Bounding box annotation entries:
-- BEGIN --
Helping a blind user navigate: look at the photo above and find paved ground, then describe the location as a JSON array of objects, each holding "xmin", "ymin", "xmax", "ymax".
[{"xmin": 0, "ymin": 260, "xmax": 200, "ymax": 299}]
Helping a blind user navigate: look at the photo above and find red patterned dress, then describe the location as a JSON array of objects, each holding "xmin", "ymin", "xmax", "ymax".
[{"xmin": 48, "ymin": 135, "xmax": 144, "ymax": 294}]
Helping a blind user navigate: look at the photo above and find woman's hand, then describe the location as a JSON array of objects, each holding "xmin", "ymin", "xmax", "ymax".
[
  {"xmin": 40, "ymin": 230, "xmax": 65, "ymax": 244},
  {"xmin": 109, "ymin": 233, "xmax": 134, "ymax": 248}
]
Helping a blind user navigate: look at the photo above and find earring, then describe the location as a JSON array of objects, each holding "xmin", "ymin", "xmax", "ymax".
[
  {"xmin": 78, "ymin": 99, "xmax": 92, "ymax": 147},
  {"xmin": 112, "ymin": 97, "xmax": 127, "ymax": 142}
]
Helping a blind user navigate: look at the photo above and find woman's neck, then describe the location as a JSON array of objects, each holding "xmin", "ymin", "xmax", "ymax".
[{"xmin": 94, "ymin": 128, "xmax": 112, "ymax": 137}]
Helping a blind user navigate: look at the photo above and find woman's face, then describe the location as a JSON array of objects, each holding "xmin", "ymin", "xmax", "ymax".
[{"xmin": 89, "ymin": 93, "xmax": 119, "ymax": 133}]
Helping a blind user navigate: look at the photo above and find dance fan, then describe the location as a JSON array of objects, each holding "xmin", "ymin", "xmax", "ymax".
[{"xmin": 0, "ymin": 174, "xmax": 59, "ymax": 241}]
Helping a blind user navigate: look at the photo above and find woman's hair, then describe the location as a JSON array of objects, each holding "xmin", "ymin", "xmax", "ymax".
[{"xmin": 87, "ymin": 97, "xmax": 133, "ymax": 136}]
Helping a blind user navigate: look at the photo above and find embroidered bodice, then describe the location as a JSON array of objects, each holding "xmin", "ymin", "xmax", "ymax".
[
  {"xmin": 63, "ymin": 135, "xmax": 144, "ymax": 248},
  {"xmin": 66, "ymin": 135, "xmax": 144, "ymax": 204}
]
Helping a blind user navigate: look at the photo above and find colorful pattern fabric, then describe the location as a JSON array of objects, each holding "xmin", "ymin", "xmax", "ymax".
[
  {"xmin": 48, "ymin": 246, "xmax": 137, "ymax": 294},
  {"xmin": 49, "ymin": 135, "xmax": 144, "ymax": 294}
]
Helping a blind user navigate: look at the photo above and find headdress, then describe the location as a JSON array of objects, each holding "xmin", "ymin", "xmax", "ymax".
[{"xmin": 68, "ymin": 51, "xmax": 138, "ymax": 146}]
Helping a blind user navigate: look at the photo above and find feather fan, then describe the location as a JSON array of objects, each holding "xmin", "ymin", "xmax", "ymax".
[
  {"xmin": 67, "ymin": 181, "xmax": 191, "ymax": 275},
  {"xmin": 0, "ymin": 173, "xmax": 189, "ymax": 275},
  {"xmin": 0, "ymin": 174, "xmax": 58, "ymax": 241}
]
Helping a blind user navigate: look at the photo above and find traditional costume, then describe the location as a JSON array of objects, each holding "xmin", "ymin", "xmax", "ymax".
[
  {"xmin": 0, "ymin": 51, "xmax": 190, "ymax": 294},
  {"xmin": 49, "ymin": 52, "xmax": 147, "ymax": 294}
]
-- END --
Short task:
Can you copy out the records word for word, starting at the line that contains "and find dance" and continuing through the end of the records?

Response:
Helping a blind user navigate: look at the photo above and find dance fan, then describe the location as a JSON array of objects, each holding "xmin", "ymin", "xmax", "ymax".
[{"xmin": 0, "ymin": 174, "xmax": 59, "ymax": 241}]
Helping a blind user navigate: look at the photo above and find woman's hair, then describe the location as a JSON array of objects, each holding "xmin", "ymin", "xmax", "ymax".
[{"xmin": 87, "ymin": 97, "xmax": 133, "ymax": 136}]
Helping a blind user navigate: look at the photo above and find embroidered bodice, then describe the location as a JSON array of objects, each holding "xmin", "ymin", "xmax", "ymax".
[
  {"xmin": 63, "ymin": 135, "xmax": 144, "ymax": 248},
  {"xmin": 66, "ymin": 135, "xmax": 144, "ymax": 204}
]
Helping a blind user navigate: look at the photo above and find colorful pattern fabric, then describe the location as a JSON array of objects, each holding "xmin", "ymin", "xmax", "ymax".
[
  {"xmin": 48, "ymin": 246, "xmax": 137, "ymax": 294},
  {"xmin": 49, "ymin": 135, "xmax": 144, "ymax": 294}
]
Helping a blind user navigate: look at the photo above and find headdress, then describe the location as a JSON array of objects, each holding "xmin", "ymin", "xmax", "ymax".
[{"xmin": 68, "ymin": 51, "xmax": 138, "ymax": 146}]
Helping a blind user navigate: look at the photo above and find feather fan, then describe the location as a JSON array of objects, each holding "xmin", "ymin", "xmax", "ymax".
[
  {"xmin": 67, "ymin": 181, "xmax": 191, "ymax": 275},
  {"xmin": 0, "ymin": 173, "xmax": 189, "ymax": 275},
  {"xmin": 0, "ymin": 174, "xmax": 58, "ymax": 241}
]
Helping a blind user navigate: look at the photo above and find traditional costume, then describe the location as a JSON array of objects, each holding "xmin", "ymin", "xmax", "ymax".
[
  {"xmin": 0, "ymin": 51, "xmax": 190, "ymax": 294},
  {"xmin": 49, "ymin": 52, "xmax": 147, "ymax": 294}
]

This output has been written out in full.